REQUIREMENT: Reproduce every one of the rows below word for word, leaving nothing out and changing nothing.

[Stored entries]
## Start
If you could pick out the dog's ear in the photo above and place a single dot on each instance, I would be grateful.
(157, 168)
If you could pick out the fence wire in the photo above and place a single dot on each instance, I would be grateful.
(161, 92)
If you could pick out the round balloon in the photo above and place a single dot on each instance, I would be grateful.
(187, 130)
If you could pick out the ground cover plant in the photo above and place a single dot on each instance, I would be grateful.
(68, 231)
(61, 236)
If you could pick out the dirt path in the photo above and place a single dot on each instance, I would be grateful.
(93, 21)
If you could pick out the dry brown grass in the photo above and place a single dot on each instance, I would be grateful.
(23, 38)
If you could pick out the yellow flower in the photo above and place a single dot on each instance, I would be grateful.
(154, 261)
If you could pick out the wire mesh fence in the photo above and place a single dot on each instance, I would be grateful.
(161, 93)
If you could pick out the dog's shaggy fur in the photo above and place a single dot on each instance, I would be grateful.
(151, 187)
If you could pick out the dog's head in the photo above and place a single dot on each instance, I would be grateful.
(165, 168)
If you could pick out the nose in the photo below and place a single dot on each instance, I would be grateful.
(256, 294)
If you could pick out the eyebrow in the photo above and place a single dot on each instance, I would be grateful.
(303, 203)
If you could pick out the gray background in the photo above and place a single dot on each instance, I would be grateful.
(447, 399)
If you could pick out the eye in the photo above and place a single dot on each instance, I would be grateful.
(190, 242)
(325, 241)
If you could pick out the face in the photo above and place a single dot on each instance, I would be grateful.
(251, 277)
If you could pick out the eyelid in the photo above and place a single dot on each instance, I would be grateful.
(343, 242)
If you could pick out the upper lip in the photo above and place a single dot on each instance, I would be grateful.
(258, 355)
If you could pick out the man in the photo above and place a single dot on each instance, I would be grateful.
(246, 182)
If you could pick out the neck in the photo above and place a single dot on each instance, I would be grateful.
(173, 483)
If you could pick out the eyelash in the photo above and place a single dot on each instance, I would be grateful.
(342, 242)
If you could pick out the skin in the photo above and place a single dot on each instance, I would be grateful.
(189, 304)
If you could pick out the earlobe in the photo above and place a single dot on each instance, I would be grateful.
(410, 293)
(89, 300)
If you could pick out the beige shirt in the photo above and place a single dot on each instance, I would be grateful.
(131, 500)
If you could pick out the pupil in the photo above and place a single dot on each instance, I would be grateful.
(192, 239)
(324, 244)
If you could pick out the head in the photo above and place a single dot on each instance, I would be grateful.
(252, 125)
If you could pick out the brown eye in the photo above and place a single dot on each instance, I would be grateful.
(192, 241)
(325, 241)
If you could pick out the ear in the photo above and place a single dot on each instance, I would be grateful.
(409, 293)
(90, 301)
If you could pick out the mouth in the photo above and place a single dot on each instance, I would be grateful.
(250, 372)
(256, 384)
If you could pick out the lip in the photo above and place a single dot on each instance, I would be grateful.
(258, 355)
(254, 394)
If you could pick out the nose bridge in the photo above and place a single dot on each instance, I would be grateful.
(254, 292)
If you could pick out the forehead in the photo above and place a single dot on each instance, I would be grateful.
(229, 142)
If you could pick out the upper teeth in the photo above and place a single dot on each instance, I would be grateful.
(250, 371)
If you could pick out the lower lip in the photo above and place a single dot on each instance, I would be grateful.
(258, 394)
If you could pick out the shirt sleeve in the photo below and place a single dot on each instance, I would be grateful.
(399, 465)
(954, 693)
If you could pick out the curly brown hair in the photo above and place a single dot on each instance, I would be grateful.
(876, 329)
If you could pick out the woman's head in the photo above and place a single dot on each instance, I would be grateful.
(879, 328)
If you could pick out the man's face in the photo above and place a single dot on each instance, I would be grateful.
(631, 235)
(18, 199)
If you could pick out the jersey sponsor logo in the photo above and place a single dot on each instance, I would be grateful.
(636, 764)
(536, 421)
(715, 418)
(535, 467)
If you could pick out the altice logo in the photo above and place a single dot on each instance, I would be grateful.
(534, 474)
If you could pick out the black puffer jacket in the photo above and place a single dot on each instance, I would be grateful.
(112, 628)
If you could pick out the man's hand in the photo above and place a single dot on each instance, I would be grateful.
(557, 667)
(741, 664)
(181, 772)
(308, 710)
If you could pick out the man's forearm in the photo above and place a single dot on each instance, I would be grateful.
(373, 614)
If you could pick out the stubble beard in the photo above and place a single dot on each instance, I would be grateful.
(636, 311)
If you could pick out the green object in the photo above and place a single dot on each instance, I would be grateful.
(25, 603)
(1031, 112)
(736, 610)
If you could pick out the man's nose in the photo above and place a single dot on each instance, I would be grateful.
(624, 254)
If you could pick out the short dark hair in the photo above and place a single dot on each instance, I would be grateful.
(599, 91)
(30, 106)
## End
FINAL ANSWER:
If you could pick out the dog's ear in the photo above and place a single dot on each instance, I would be grateful.
(157, 168)
If you could pick out the fence wire in the photo above and place a single dot on each instance, I would be grateful.
(161, 92)
If you could pick out the round balloon in the photo above and place a single dot on each instance, I would be grateful.
(187, 130)
If you could pick out the ground cover plant in the photo above and place a single dot on each instance, I would be grateful.
(68, 231)
(61, 236)
If you could pick out the dirt path in the photo above and place a single dot on each instance, I would be grateful.
(93, 21)
If you could pick out the dry brown grass in the photo above and place a single dot on each instance, I would be grateful.
(23, 38)
If you could pick out the yellow flower in the photo above and place a single dot on each instance, I would be grateful.
(154, 261)
If you could pick out the wire mesh fence in the photo above and place a single dot on each instance, I would be grateful.
(161, 93)
If you could pick out the dog's shaggy fur in the photo above and place a single dot on each instance, I would be grateful.
(151, 187)
If you could pick out the dog's head in the photo above and place a single dot on each instance, I would be grateful.
(165, 168)
If you could pick out the nose in the photo below and place a single dot on each instance, I would be grateful.
(256, 294)
If you could pick out the eyebrow in the photo above and place a single dot on each instance, I would be grateful.
(303, 203)
If you could pick out the gray background in the photo above and place a single dot on each instance, I would be grateful.
(447, 399)
If you could pick out the eye in the photo above and place a single dot on each instance, I would be grateful.
(190, 242)
(325, 241)
If you could pick out the face in the photo above and place a single dot on each instance, I would be grateful.
(251, 277)
If you could pick out the eyelid in the photo above and place a single dot on each instance, I would be grateful.
(343, 242)
If you could pick out the upper lip in the photo above and place a single dot on each instance, I would be grateful.
(258, 355)
If you could pick out the man in the photo above and place a single dot on each instance, I would be grateful.
(246, 182)
If you could pick out the neck in the photo above and place a single dot on each instance, I would be grateful.
(173, 483)
If you could pick out the eyelash in the photo above and place a single dot on each instance, I would be grateful.
(342, 242)
If you could pick out the skin in the photo above and place a single dot on each instance, I would be grateful.
(189, 304)
If you could pick out the earlobe in the photo above and place a single dot on each instance, I would be grateful.
(410, 293)
(89, 300)
If you could pick out the beige shirt in the photo above and place a single dot on each instance, I would be grateful.
(131, 500)
If you could pick out the pupil in the photo above and place a single dot on each instance, I would be grateful.
(192, 239)
(324, 244)
If you could pick out the head in the photo above and place a single dot on each instance, I would be grateful.
(252, 125)
If you could pick out the brown eye in the photo above and place a single dot on each instance, I would be grateful.
(192, 241)
(325, 241)
If you could pick out the ear in the photo above and place a single dot on each instance, I would be grateful.
(409, 293)
(90, 301)
If you could pick out the mouth in the photo above and place a single dot on each instance, I would be grateful.
(250, 372)
(256, 384)
If you could pick out the lip in the photo above and place a single dot on each instance, I would be grateful.
(258, 355)
(254, 394)
If you could pick out the nose bridge in the photo above and place a single dot on each instance, I would be grateful.
(254, 292)
If you could pick out the forehead in the photo above and place a single dot on each instance, I would be grateful.
(229, 142)
If you could pick out the upper teeth in the photo above and place a single dot on each instance, I would be grateful.
(250, 371)
If you could pick out the lower lip in the photo above and place a single dot on each instance, I would be grateful.
(258, 394)
If you could pick out the shirt sleeve in the photo below and place a single dot on each instance, I would be grateful.
(399, 465)
(954, 693)
If you could pick out the curly brown hair in the photo above and place a single dot on each instance, I would be grateful.
(876, 329)
If you could pick out the woman's head in the photo above and place a single dot on each instance, I would be grateful.
(879, 328)
If you could pick out the man's face in the photo above and place a single dot on each instance, I would be grateful.
(631, 235)
(18, 199)
If you could pick out the jersey sponsor logo in the photo above and place a single dot on each instance, I would be grateful.
(636, 764)
(536, 421)
(715, 418)
(535, 467)
If you could pick out the altice logo in the photo above and place a single dot on each instance, I would be grateful.
(534, 474)
If you could pick out the black puffer jacket in the photo above and place a single dot on each instance, I would be grateful.
(112, 628)
If you could pick out the man's hand in the photo above and place a single dot on each instance, I would be grateful.
(557, 667)
(741, 664)
(181, 772)
(308, 710)
If you could pick out the man's forearm in the photo above and place a single dot on each instance, I would be grateful.
(373, 614)
If you could pick out the stubble beard in the photo above and place a single dot on each instance, I would be grateful.
(636, 311)
If you could pick out the green object in the photo above and place a single dot on each instance, I would be grateful.
(25, 603)
(1031, 112)
(736, 610)
If you could pick out the man's nose in the photo above and place a single dot on each instance, I would be grateful.
(624, 254)
If you could pick out the short dark hair in the photo above and place a single dot on each instance, I would be grateful.
(599, 91)
(30, 106)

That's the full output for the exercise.